* PROBLEM TO WORK ON
Retype the records that come next, word for word.

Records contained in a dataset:

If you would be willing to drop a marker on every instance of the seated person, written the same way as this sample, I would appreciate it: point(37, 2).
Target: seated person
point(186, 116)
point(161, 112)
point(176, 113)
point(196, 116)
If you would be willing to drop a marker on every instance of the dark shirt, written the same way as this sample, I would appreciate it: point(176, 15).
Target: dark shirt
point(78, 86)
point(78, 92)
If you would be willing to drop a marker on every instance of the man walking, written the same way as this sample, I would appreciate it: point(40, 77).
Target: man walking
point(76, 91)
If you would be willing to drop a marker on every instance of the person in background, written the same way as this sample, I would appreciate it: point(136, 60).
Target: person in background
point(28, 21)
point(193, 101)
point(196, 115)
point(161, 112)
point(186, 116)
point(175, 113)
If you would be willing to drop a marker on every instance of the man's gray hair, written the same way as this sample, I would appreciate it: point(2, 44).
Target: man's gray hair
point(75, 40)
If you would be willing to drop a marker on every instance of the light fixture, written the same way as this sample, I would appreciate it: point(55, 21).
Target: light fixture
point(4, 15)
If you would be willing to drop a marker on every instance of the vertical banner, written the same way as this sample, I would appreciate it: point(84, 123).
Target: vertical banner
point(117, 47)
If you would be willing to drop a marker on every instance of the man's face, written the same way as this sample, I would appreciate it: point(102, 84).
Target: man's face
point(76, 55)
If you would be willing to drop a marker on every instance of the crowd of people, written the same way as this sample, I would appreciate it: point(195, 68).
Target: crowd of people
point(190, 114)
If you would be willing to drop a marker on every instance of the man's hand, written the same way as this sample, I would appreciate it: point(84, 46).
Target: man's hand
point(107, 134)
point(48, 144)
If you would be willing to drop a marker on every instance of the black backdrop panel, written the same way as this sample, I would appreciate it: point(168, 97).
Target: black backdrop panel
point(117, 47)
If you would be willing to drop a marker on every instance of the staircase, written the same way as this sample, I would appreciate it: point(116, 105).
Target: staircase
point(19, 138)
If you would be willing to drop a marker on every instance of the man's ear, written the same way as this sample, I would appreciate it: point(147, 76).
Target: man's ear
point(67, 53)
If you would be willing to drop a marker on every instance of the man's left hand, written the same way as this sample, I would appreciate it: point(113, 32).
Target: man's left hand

* SOLUTION BELOW
If you would be willing to drop a marker on every instance of the seated person, written the same way as this sample, I would appreciate it: point(37, 2).
Target: seated person
point(186, 116)
point(161, 112)
point(176, 113)
point(196, 116)
If you would be willing to drop a marker on every instance of the dark shirt, written the same way as this sample, I would appreciate it: point(176, 15).
Target: dark shirt
point(78, 86)
point(78, 92)
If you would be willing to drop a marker on every instance of the man walking, written the same way as this sample, I would appreciate it: point(40, 77).
Target: man walking
point(76, 91)
If you would be willing to drop a marker on every instance of the person in background, written the same way as this sample, I would appreciate it: point(136, 60).
Target: person in background
point(28, 21)
point(193, 101)
point(196, 115)
point(161, 112)
point(186, 116)
point(175, 113)
If you would be willing to drop a marker on every instance of the man's gray hair, written the same way as this sample, I would appreciate it: point(2, 44).
Target: man's gray hair
point(75, 40)
If you would be willing to drop a marker on every instance of the light fixture, written the same way as this sample, I would appreciate it: point(55, 21).
Target: light fixture
point(4, 15)
If you would be willing to drop a marker on every instance of the vertical banner, written the same way as this sample, I would appreciate it: point(84, 123).
Target: vertical banner
point(117, 47)
If you would be willing to drop a marker on every instance of the man's face, written the same way as this sample, I would appreciate it: point(102, 84).
Target: man's face
point(76, 55)
If you would be willing to drop a marker on every instance of the crowd of people, written the same way as this sample, I would appreciate it: point(195, 68).
Target: crowd of people
point(190, 114)
If you would be willing to drop a marker on every instance of the man's hand, written the same way as this sample, I would appreciate it: point(84, 46).
Target: man's hand
point(107, 134)
point(48, 144)
If you would be willing to drop a marker on every instance of the black backdrop panel, written the same way as this sample, I would appreciate it: point(168, 97).
Target: black backdrop panel
point(117, 47)
If you would be willing to drop a marker on every instance of the staircase, written the same way as this sample, I would appreciate it: point(116, 105).
Target: staircase
point(19, 138)
If you would be willing to drop a marker on every instance of the man's ear, written the same way as this sample, I would appreciate it: point(147, 76).
Target: man's ear
point(67, 53)
If you would be willing to drop a marker on every instance of the man's left hand, written the same way as this sample, I would appreciate it: point(113, 32).
Target: man's left hand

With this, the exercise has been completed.